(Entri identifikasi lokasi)
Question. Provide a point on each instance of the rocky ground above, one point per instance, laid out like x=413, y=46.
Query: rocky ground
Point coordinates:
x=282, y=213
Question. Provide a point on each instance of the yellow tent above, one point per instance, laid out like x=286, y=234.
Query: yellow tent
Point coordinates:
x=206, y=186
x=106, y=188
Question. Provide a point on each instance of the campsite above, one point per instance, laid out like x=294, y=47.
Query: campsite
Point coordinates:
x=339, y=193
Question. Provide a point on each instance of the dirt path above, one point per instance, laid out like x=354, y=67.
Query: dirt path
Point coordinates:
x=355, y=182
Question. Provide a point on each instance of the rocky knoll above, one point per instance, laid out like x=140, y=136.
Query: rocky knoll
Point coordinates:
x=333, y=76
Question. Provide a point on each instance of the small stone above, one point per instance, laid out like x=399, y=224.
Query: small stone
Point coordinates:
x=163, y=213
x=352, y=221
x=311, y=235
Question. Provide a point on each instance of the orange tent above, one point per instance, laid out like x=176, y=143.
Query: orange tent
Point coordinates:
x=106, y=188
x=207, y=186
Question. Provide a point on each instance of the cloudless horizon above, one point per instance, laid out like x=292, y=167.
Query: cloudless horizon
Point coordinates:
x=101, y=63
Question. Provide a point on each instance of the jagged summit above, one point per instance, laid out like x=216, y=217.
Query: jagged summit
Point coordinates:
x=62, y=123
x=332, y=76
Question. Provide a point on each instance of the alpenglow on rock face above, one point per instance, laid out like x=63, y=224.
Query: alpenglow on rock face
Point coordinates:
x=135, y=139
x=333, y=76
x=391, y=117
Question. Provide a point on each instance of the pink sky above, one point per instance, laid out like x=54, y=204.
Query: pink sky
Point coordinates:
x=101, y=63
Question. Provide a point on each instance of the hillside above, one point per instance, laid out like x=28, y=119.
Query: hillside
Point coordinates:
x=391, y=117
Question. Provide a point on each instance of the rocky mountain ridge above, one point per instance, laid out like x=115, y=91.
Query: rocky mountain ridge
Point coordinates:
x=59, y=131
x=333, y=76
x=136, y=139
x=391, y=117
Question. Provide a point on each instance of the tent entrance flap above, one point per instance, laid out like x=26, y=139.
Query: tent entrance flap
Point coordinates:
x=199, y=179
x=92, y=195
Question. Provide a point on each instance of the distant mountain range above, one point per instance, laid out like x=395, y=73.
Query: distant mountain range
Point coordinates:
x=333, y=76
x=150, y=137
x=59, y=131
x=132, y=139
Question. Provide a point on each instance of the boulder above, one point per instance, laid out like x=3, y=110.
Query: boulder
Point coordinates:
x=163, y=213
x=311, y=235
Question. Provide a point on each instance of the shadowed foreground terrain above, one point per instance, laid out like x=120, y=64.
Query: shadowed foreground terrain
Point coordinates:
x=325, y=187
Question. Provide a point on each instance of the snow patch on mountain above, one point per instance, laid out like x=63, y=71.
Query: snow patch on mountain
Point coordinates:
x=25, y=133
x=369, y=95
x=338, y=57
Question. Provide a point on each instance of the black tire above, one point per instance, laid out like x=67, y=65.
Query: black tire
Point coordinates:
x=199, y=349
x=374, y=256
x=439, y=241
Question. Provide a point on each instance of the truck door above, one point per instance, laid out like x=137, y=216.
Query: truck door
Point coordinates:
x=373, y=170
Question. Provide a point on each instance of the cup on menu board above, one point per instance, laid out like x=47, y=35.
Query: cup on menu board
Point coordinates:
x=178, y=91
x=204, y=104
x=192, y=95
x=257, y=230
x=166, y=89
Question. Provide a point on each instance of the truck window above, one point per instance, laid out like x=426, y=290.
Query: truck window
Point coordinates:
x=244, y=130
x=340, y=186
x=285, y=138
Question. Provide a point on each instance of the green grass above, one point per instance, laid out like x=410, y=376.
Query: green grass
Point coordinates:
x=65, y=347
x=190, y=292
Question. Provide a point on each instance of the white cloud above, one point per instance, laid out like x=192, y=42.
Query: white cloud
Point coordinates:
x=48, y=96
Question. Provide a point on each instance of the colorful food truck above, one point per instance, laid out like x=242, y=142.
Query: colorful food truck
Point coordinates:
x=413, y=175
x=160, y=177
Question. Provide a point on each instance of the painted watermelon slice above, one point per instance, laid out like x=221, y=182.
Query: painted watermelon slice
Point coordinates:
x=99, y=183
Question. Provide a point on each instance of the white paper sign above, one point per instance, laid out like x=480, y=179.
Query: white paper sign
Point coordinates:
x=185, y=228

PETUNJUK LATIHAN » Sajikan semua baris entri di atas sebagai tabel Markdown dengan kolom No untuk nomor urut dan kolom Baris untuk isi barisnya. Baris kosong tidak perlu dimasukkan.

JAWABAN LATIHAN »
| No | Baris |
|---|---|
| 1 | Question. Provide a point on each instance of the rocky ground above, one point per instance, laid out like x=413, y=46. |
| 2 | Query: rocky ground |
| 3 | Point coordinates: |
| 4 | x=282, y=213 |
| 5 | Question. Provide a point on each instance of the yellow tent above, one point per instance, laid out like x=286, y=234. |
| 6 | Query: yellow tent |
| 7 | Point coordinates: |
| 8 | x=206, y=186 |
| 9 | x=106, y=188 |
| 10 | Question. Provide a point on each instance of the campsite above, one point per instance, laid out like x=294, y=47. |
| 11 | Query: campsite |
| 12 | Point coordinates: |
| 13 | x=339, y=193 |
| 14 | Question. Provide a point on each instance of the dirt path above, one point per instance, laid out like x=354, y=67. |
| 15 | Query: dirt path |
| 16 | Point coordinates: |
| 17 | x=355, y=182 |
| 18 | Question. Provide a point on each instance of the rocky knoll above, one point per instance, laid out like x=140, y=136. |
| 19 | Query: rocky knoll |
| 20 | Point coordinates: |
| 21 | x=333, y=76 |
| 22 | Question. Provide a point on each instance of the small stone above, one point per instance, laid out like x=399, y=224. |
| 23 | Query: small stone |
| 24 | Point coordinates: |
| 25 | x=163, y=213 |
| 26 | x=352, y=221 |
| 27 | x=311, y=235 |
| 28 | Question. Provide a point on each instance of the orange tent above, one point per instance, laid out like x=176, y=143. |
| 29 | Query: orange tent |
| 30 | Point coordinates: |
| 31 | x=106, y=188 |
| 32 | x=207, y=186 |
| 33 | Question. Provide a point on each instance of the cloudless horizon above, one point per instance, laid out like x=292, y=167. |
| 34 | Query: cloudless horizon |
| 35 | Point coordinates: |
| 36 | x=101, y=63 |
| 37 | Question. Provide a point on each instance of the jagged summit above, one point per instance, laid out like x=216, y=217. |
| 38 | Query: jagged summit |
| 39 | Point coordinates: |
| 40 | x=62, y=123 |
| 41 | x=332, y=76 |
| 42 | Question. Provide a point on each instance of the alpenglow on rock face above, one point per instance, laid out like x=63, y=224. |
| 43 | Query: alpenglow on rock face |
| 44 | Point coordinates: |
| 45 | x=135, y=139 |
| 46 | x=333, y=76 |
| 47 | x=391, y=117 |
| 48 | Question. Provide a point on each instance of the pink sky above, one point per instance, laid out like x=54, y=204. |
| 49 | Query: pink sky |
| 50 | Point coordinates: |
| 51 | x=101, y=63 |
| 52 | Question. Provide a point on each instance of the hillside above, one point per instance, laid out like x=28, y=119. |
| 53 | Query: hillside |
| 54 | Point coordinates: |
| 55 | x=391, y=117 |
| 56 | Question. Provide a point on each instance of the rocky mountain ridge above, one point per instance, laid out like x=115, y=91. |
| 57 | Query: rocky mountain ridge |
| 58 | Point coordinates: |
| 59 | x=59, y=131 |
| 60 | x=333, y=76 |
| 61 | x=136, y=139 |
| 62 | x=391, y=117 |
| 63 | Question. Provide a point on each instance of the tent entrance flap above, one point per instance, laid out like x=26, y=139. |
| 64 | Query: tent entrance flap |
| 65 | Point coordinates: |
| 66 | x=199, y=179 |
| 67 | x=92, y=195 |
| 68 | Question. Provide a point on each instance of the distant mountain range above, one point per instance, laid out like x=395, y=73. |
| 69 | Query: distant mountain range |
| 70 | Point coordinates: |
| 71 | x=333, y=76 |
| 72 | x=150, y=137 |
| 73 | x=59, y=131 |
| 74 | x=132, y=139 |
| 75 | Question. Provide a point on each instance of the boulder above, one point per instance, laid out like x=3, y=110. |
| 76 | Query: boulder |
| 77 | Point coordinates: |
| 78 | x=163, y=213 |
| 79 | x=311, y=235 |
| 80 | Question. Provide a point on each instance of the shadowed foreground terrain above, one point per instance, laid out like x=120, y=64. |
| 81 | Query: shadowed foreground terrain |
| 82 | Point coordinates: |
| 83 | x=325, y=187 |
| 84 | Question. Provide a point on each instance of the snow patch on mountain above, one point per instance, laid out like x=63, y=71. |
| 85 | Query: snow patch on mountain |
| 86 | Point coordinates: |
| 87 | x=25, y=133 |
| 88 | x=369, y=95 |
| 89 | x=338, y=57 |
| 90 | Question. Provide a point on each instance of the black tire above, one point per instance, laid out like x=67, y=65. |
| 91 | Query: black tire |
| 92 | Point coordinates: |
| 93 | x=199, y=349 |
| 94 | x=374, y=256 |
| 95 | x=439, y=241 |
| 96 | Question. Provide a point on each instance of the truck door above, one point per instance, laid out like x=137, y=216. |
| 97 | Query: truck door |
| 98 | Point coordinates: |
| 99 | x=373, y=170 |
| 100 | Question. Provide a point on each instance of the cup on menu board above, one point per instance, laid out like x=47, y=35. |
| 101 | Query: cup on menu board |
| 102 | Point coordinates: |
| 103 | x=178, y=91 |
| 104 | x=204, y=104 |
| 105 | x=192, y=95 |
| 106 | x=257, y=230 |
| 107 | x=166, y=89 |
| 108 | Question. Provide a point on each instance of the truck window above, one point per instance, laid out like x=426, y=290. |
| 109 | Query: truck window |
| 110 | Point coordinates: |
| 111 | x=244, y=130 |
| 112 | x=340, y=186 |
| 113 | x=285, y=138 |
| 114 | Question. Provide a point on each instance of the green grass above, one point per instance, laid out like x=410, y=376. |
| 115 | Query: green grass |
| 116 | Point coordinates: |
| 117 | x=65, y=347 |
| 118 | x=190, y=292 |
| 119 | Question. Provide a point on each instance of the white cloud above, one point per instance, laid out like x=192, y=42. |
| 120 | Query: white cloud |
| 121 | Point coordinates: |
| 122 | x=48, y=96 |
| 123 | Question. Provide a point on each instance of the colorful food truck above, one point per instance, laid out like x=242, y=142. |
| 124 | Query: colorful food truck |
| 125 | Point coordinates: |
| 126 | x=413, y=175 |
| 127 | x=160, y=177 |
| 128 | Question. Provide a point on each instance of the painted watermelon slice above, one point per instance, laid out like x=221, y=182. |
| 129 | Query: painted watermelon slice |
| 130 | Point coordinates: |
| 131 | x=99, y=183 |
| 132 | Question. Provide a point on each instance of the white paper sign above, one point per instance, laid out like x=480, y=179. |
| 133 | Query: white paper sign |
| 134 | Point coordinates: |
| 135 | x=185, y=228 |